▶ Job
Print every line of the listing exactly, please.

▶ Data excerpts

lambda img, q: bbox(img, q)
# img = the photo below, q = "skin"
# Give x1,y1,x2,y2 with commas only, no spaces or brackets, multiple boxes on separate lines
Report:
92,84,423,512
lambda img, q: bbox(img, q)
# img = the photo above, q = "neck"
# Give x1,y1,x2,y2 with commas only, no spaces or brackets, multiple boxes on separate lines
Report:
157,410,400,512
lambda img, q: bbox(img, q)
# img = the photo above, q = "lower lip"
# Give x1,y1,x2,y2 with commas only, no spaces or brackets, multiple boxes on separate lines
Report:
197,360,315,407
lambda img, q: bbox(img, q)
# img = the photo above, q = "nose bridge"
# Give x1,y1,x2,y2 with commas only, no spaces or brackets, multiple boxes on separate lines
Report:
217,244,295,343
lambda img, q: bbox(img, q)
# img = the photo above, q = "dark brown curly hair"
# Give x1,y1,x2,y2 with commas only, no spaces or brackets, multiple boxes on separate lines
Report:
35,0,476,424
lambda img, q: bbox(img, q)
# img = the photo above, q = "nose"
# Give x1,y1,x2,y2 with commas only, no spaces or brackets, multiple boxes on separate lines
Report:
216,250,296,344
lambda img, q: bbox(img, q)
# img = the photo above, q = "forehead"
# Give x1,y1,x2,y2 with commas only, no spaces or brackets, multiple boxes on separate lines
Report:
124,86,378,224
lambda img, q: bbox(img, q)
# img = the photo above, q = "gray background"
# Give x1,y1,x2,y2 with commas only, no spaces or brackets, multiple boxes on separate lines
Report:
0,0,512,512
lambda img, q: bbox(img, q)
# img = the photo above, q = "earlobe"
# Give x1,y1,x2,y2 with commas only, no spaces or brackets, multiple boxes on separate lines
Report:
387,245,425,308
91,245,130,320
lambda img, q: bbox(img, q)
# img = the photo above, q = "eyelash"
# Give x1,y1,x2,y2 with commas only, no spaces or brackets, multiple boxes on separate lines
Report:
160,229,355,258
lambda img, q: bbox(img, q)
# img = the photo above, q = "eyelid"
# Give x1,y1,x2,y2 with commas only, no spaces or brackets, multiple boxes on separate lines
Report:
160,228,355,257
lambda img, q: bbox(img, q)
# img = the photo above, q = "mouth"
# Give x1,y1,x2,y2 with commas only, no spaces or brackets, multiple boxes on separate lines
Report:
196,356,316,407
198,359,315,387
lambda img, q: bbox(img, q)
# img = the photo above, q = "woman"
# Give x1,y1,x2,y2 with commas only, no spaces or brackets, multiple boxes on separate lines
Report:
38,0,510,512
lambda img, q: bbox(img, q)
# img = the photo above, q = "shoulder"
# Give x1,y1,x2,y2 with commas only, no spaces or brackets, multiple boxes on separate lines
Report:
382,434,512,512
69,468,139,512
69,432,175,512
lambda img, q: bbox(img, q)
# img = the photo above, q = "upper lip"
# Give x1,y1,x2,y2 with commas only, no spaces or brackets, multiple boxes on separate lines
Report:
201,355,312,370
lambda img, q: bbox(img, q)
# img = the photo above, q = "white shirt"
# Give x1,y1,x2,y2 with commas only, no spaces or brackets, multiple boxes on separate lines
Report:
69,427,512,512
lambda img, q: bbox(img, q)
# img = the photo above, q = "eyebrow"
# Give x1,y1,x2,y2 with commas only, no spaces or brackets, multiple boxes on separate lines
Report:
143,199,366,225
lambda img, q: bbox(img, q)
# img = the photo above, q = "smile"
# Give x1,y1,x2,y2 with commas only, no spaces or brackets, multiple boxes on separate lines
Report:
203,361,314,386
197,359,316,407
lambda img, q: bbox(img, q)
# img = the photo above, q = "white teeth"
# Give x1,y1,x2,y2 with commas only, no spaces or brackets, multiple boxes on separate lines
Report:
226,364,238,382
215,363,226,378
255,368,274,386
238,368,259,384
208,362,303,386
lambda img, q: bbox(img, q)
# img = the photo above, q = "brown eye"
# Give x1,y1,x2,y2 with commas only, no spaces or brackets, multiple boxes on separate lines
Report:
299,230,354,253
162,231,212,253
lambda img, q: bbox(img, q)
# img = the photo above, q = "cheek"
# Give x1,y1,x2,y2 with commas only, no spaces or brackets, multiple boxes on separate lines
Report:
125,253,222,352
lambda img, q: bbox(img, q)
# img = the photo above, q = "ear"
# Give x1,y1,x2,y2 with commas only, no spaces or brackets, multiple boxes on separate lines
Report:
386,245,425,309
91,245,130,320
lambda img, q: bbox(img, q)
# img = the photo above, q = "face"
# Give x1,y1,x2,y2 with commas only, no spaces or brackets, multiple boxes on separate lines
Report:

▶ Result
lambda img, q: bbox(img, q)
# img = the photo below, q = "skin"
# Give x1,y1,x2,y2 with commas only, no spaces or brackets, multiple boxes on separate lines
Report:
92,84,423,512
lambda img, q: bbox(img, q)
# img = the photo above, q = "neck"
# Give x1,y1,x2,y2 with commas only, no spaces or brackets, multiple boxes on separate lines
Report:
157,410,400,512
lambda img, q: bbox(img, q)
# img = the photo above, q = "lower lip"
# Give x1,y1,x2,y2 with commas only, no spaces or brackets, multiple boxes on separate lines
Report:
197,360,315,407
lambda img, q: bbox(img, q)
# img = the photo above, q = "nose bridge"
# Give x1,y1,x2,y2 with commas only, no spaces or brackets, multiple boxes on separate lines
Report:
217,244,295,343
lambda img, q: bbox(img, q)
# img = the photo above, q = "dark brown curly hair"
# Give x1,y1,x2,y2 with commas only, no spaces or brackets, multiple boxes on separate lines
Report:
35,0,476,424
lambda img, q: bbox(img, q)
# img = the photo above, q = "nose"
# Give x1,y1,x2,y2 with commas only, no spaces or brackets, multiple boxes on separate lines
Report:
216,250,296,344
lambda img, q: bbox(img, q)
# img = the photo above, q = "forehead"
# Give x1,y1,x2,y2 with commas only, no spaces or brackets, multiple boxes on separate lines
Report:
124,86,378,224
lambda img, q: bbox(img, q)
# img = the photo above, q = "gray background"
# Give x1,y1,x2,y2 with commas only, no spaces or brackets, multiple boxes on separate lines
Report:
0,0,512,512
lambda img, q: bbox(img, q)
# img = the photo above, q = "earlobe"
# Give x1,y1,x2,y2 with commas only, no spaces or brackets, multiple boxes on separate lines
Report:
387,245,425,308
91,245,130,320
lambda img, q: bbox(img, q)
# img = the photo above, q = "eyelash"
# Give x1,y1,x2,y2 with commas only, no spaces or brackets, multiple boxes on separate lines
Report:
160,229,355,258
lambda img, q: bbox(img, q)
# img = the photo above, q = "eyelid"
# Give x1,y1,x2,y2 with commas only, no spaces or brackets, multiple boxes on separate lines
Report:
160,228,355,257
lambda img, q: bbox(img, q)
# img = the photo above, q = "mouth"
# Give x1,y1,x2,y2 with commas only, no spaces or brackets, multiple boxes on separate lines
Report:
196,356,316,407
198,359,315,387
lambda img, q: bbox(img, q)
# img = the photo above, q = "woman"
# Give x1,y1,x2,y2 with commas only, no spaces or brackets, multiple boxes on separate lines
Report:
38,0,510,512
lambda img, q: bbox(img, q)
# img = the photo above, q = "shoulder"
# Give x1,y1,x2,y2 with commas only, no spaces or brackets, multiple boxes on separate lines
Report:
382,434,512,512
69,468,139,512
69,432,175,512
lambda img, q: bbox(img, q)
# img = the photo above, q = "upper lip"
# Give x1,y1,x2,y2 with commas only, no spaces or brackets, multiple boxes on separate lines
Report:
201,355,312,370
lambda img, q: bbox(img, q)
# img = the photo above, q = "white shirt"
# Give x1,y1,x2,y2 with commas only, no spaces or brackets, multiple boxes on separate lines
Report:
69,427,512,512
lambda img, q: bbox(img, q)
# img = the photo above, q = "eyebrow"
# Give x1,y1,x2,y2 with commas only, no spaces or brackets, multiple boxes on separate lines
Report:
143,199,366,225
lambda img, q: bbox(img, q)
# img = the photo above, q = "smile"
# Give x1,y1,x2,y2 with commas only, no spaces or brackets, multiple boxes on separate lines
Report:
203,361,314,386
197,359,316,407
lambda img, q: bbox(img, q)
# img = the photo above, q = "white teeth"
# Give x1,y1,x2,y2 with commas only, no spaces or brackets, multiple boxes on separate lines
Report:
226,364,238,382
215,363,226,378
255,368,274,386
238,368,259,384
208,362,303,386
lambda img, q: bbox(img, q)
# img = the photo above, q = "brown eye"
# Give x1,y1,x2,y2 with commas only, no spaces or brackets, multiple boxes on separate lines
Report:
299,230,354,253
162,231,212,253
lambda img, q: bbox(img, q)
# img = the photo above, q = "cheek"
# Give x1,y1,x2,y2 with commas only, no spaces or brackets, multiple boxes on separate lines
Report:
125,253,222,352
lambda img, q: bbox(img, q)
# img = the photo above, q = "ear"
# Give x1,y1,x2,y2 with commas only, no spaces or brackets, multiple boxes on separate lines
Report:
386,245,425,309
91,245,130,320
lambda img, q: bbox(img, q)
# img = the photo above, q = "face"
# Give x1,y1,x2,y2 with commas only, no spaces or brackets, multiple boxes on separate lines
Report:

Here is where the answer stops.